#### Exercise text
The main respondents of the study were members of the Tubabao’s population aged over 75 years and had lived with the White Russian refugees. They were recommended by the locals and the barangay captain to the researcher, who conducted interviews and focused group discussions that were recorded.

Table. Oldest locals in Tubabao Island

 

Age at present (2019)

Age during 1949 (Tiempo Russo)

Participant 1

99 y/o

29 y/o

Participant 2

79 y/o

9 y/o

Participant 3

88 y/o

18 y/o

Informed consent was provided to all participants before the interviews. Some participants needed assistance, often from a close relative. Fortunately, only one participant required some help due to poor hearing. All interviews lasted between 30 to 45 minutes, which provided enough time to obtain a detailed response. To establish rapport, the researcher began with a probing question, such as “Would you mind describing your first encounter with the Russians?”, “Could you share to us the interaction that took place between the locals and the refugees?”, “How would you describe their stay in your island?” and “What else did you experience when they were in your community?”

To encourage the participants to elaborate, they were also asked descriptive questions, including, “Why did that happen?” and “How do you think does that relate to the previous responses?” And there were also judgmental questions to assess whether respondents had positive or negative memories of their encounters with the White Russians. All interviews were recorded and transcribed to provide the data for the study.

Data analysis

The study was based on M. Firouzkouhi and Ali Zargham-Boroujeni’s method for studying oral history. Their approach is thoroughly to analyse the data gathered through interviews and group discussions. Identifying common responses should identify clear connections among varied categories and shape a collective narrative.

The data analysis was based on the four-stage method of oral history. In the first step the initial codes were extracted from each interview separately. The recordings of interviews were transcribed and substantial words, phrases, sentences, or paragraphs were highlighted as initial codes. Subcategories were then established from the initial codes, and ultimately these categories were used to identify narrative themes. Extensive data were collected through probing questions and the in-depth discussion.[18]

The study’s respondents were interviewed in their homes with the consent of the barangay captain as well as of the participants themselves. Given their advanced age, consent was also obtained from their children or other relatives in their households. Should there be any objections, the interview could be stopped at any time. The participant's names were assigned to numbers to guarantee anonymity.

The interactions with the White Russian refugees were an important chapter in islanders’ local history, which suggests that ties between them were strong.

Formation of social networks

As the White Russians arrived on Tubabao Island they formed social networks among themselves as well as with the local population. The interviews revealed not only that the islanders did not object to the presence of the refugees, but they were also socia-
lized with them.

Participant 1 stated:

They were very friendly, they are not shy people. They would really interact with us. I even had friends, Bienbi, Nina and Gabby, they were close to me. We were mostly spending time together because they were so fond of me.

He added:

Yes, all the time they would give me a huge loaf of bread, then we would drink coconut wine. They liked the wine and they drank a lot.

The interviewee kept on repeating these three names during the interview and his daughter even mentioned that this was just one of the many stories that her father used to tell them when she was young.

  1. Russian Bread Connections. Bread seemed to be a tool for interaction between the two groups. It is also a commodity that can be traded.

#### Assignment 1
List each probing question that the text on Tubabao Island gives as a way the researcher opened the interviews.
#### Assignment 2
For each statement, answer yes or no according to the text on Tubabao Island, and quote the words that decide it.
(a) Every interview lasted between 30 and 45 minutes.
(b) The interviews were held at the barangay hall.
(c) Participants kept their own names in the study.

#### Records supplied
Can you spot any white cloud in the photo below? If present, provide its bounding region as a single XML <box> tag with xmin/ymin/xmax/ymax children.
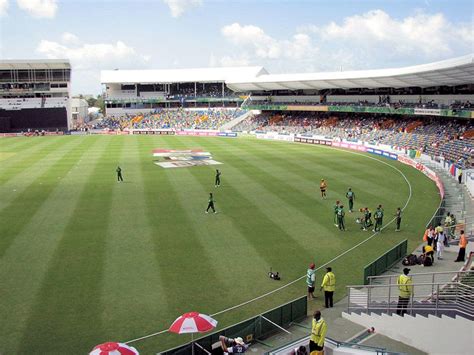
<box><xmin>221</xmin><ymin>23</ymin><xmax>316</xmax><ymax>59</ymax></box>
<box><xmin>61</xmin><ymin>32</ymin><xmax>80</xmax><ymax>44</ymax></box>
<box><xmin>209</xmin><ymin>53</ymin><xmax>250</xmax><ymax>67</ymax></box>
<box><xmin>17</xmin><ymin>0</ymin><xmax>58</xmax><ymax>18</ymax></box>
<box><xmin>0</xmin><ymin>0</ymin><xmax>9</xmax><ymax>16</ymax></box>
<box><xmin>163</xmin><ymin>0</ymin><xmax>202</xmax><ymax>17</ymax></box>
<box><xmin>36</xmin><ymin>34</ymin><xmax>150</xmax><ymax>69</ymax></box>
<box><xmin>36</xmin><ymin>33</ymin><xmax>151</xmax><ymax>94</ymax></box>
<box><xmin>219</xmin><ymin>10</ymin><xmax>474</xmax><ymax>72</ymax></box>
<box><xmin>307</xmin><ymin>10</ymin><xmax>474</xmax><ymax>60</ymax></box>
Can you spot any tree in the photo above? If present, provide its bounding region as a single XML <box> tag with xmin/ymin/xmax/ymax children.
<box><xmin>87</xmin><ymin>97</ymin><xmax>97</xmax><ymax>107</ymax></box>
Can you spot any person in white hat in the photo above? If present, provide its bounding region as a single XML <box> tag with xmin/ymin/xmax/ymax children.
<box><xmin>219</xmin><ymin>335</ymin><xmax>249</xmax><ymax>354</ymax></box>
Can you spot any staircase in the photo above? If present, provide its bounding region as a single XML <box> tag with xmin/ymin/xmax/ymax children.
<box><xmin>342</xmin><ymin>313</ymin><xmax>474</xmax><ymax>354</ymax></box>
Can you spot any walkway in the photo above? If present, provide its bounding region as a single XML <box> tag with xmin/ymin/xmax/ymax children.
<box><xmin>256</xmin><ymin>162</ymin><xmax>474</xmax><ymax>354</ymax></box>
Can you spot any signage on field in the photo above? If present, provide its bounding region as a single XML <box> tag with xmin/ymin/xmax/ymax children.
<box><xmin>153</xmin><ymin>149</ymin><xmax>222</xmax><ymax>169</ymax></box>
<box><xmin>414</xmin><ymin>108</ymin><xmax>441</xmax><ymax>116</ymax></box>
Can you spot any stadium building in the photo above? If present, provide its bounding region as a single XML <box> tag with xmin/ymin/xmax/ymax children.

#### Problem solution 1
1. “Would you mind describing your first encounter with the Russians?”
2. “Could you share to us the interaction that took place between the locals and the refugees?”
3. “How would you describe their stay in your island?”
4. “What else did you experience when they were in your community?”

#### Problem solution 2
(a) Yes: "All interviews lasted between 30 to 45 minutes"
(b) No: "The study’s respondents were interviewed in their homes"
(c) No: "The participant's names were assigned to numbers to guarantee anonymity."